> _Testo fornito_

——————

E’ un invito a seguire la ragione poiché questa lo condurrà alla meta, al Paradiso Terrestre, dove lo attendono la felicità terrena, la salvezza e, soprattutto, Beatrice. In un mondo spesso guidato dall’emotività o dall’istinto, l’appello di Virgilio a fidarsi della ragione suona come un invito alla lucidità, alla riflessione razionale, all’equilibrio interiore come strumenti per affrontare le sfide della vita.

A questa prima parte del Canto, dominata dall’ansia del tempo che scorre, dalla necessità di salire per raggiungere la virtù e dallo sprone di Virgilio a vincere le difficoltà con la sollecitudine, fa da contrappunto ironico la figura di Belacqua, che i poeti incontrano tra le anime dei pigri a pentirsi, di coloro che devono attendere una quantità di tempo pari a quanto è stata lunga la loro vita terrena, prima di entrare in Purgatorio. L’incontro con l’amico, un liutaio fiorentino noto per la sua pigrizia, è una parentesi che ha molte analogie con l’episodio di Casella, anche se i toni sono decisamente ironici e corrispondono probabilmente al carattere del personaggio e ai suoi rapporti col poeta. Belacqua apostrofa Dante, osservando in modo sarcastico che, prima di arrivare in cima al monte, avrà pur bisogno di sedersi, mentre il poeta ribatte indicando a Virgilio quell’anima che siede con aspetto tanto negligente, che la pigrizia sembra sua sorella.

——————

> _Dati forniti_
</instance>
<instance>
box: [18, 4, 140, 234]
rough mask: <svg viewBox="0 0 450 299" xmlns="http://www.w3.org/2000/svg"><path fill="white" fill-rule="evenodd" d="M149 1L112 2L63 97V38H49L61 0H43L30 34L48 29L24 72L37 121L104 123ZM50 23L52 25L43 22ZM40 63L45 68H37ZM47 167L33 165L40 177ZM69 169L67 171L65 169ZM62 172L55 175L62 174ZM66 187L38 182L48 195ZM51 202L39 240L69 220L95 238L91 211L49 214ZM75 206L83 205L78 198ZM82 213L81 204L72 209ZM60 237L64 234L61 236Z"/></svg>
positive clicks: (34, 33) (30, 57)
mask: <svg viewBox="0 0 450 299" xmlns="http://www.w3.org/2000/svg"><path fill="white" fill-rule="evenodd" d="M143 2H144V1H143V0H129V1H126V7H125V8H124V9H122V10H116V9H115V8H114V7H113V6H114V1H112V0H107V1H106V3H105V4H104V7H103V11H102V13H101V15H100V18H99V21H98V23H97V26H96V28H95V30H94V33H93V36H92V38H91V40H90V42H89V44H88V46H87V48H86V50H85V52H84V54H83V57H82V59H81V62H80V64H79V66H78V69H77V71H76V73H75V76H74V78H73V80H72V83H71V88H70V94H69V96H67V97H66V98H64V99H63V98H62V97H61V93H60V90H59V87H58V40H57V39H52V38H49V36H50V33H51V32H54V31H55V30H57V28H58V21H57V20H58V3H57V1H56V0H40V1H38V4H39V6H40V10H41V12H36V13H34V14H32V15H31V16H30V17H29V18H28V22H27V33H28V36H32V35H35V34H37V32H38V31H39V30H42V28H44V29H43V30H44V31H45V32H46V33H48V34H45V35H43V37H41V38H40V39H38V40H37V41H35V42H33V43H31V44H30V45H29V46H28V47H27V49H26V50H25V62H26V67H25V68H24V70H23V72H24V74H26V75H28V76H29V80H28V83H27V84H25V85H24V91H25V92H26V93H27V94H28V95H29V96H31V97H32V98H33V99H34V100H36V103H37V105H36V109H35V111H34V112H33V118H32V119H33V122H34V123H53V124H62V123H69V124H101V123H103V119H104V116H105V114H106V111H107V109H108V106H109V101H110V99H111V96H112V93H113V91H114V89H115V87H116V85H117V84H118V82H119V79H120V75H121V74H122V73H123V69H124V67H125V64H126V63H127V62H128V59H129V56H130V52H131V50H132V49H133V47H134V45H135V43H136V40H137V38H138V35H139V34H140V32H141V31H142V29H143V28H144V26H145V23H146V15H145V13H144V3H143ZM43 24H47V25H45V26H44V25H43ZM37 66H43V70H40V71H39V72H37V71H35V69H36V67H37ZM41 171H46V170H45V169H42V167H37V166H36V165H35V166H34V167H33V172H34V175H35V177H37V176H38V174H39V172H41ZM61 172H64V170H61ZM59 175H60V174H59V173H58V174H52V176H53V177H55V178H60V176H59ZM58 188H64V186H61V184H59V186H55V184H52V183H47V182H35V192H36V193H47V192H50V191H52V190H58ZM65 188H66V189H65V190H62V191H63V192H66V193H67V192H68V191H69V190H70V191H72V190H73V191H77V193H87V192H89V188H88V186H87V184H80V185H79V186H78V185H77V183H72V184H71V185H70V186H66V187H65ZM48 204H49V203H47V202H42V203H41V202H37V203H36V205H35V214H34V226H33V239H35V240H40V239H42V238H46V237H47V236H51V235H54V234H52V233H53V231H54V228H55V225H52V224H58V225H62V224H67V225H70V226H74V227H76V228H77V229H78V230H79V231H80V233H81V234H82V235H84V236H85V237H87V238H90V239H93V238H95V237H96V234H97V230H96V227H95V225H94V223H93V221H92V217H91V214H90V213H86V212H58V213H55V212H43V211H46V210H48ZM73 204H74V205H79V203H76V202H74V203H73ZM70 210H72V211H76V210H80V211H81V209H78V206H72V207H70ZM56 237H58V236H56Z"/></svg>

——————

> _Obiettivo_
Rispondi per favore a queste domande sul testo fornito, una per riga:
1. Verso quale meta condurrà la ragione, secondo l'invito di Virgilio?
2. Quale mestiere aveva Belacqua?
3. Con quale episodio l'incontro con Belacqua ha molte analogie?

> _Risposta_
1. Al Paradiso Terrestre.
2. Era un liutaio fiorentino.
3. Con l'episodio di Casella.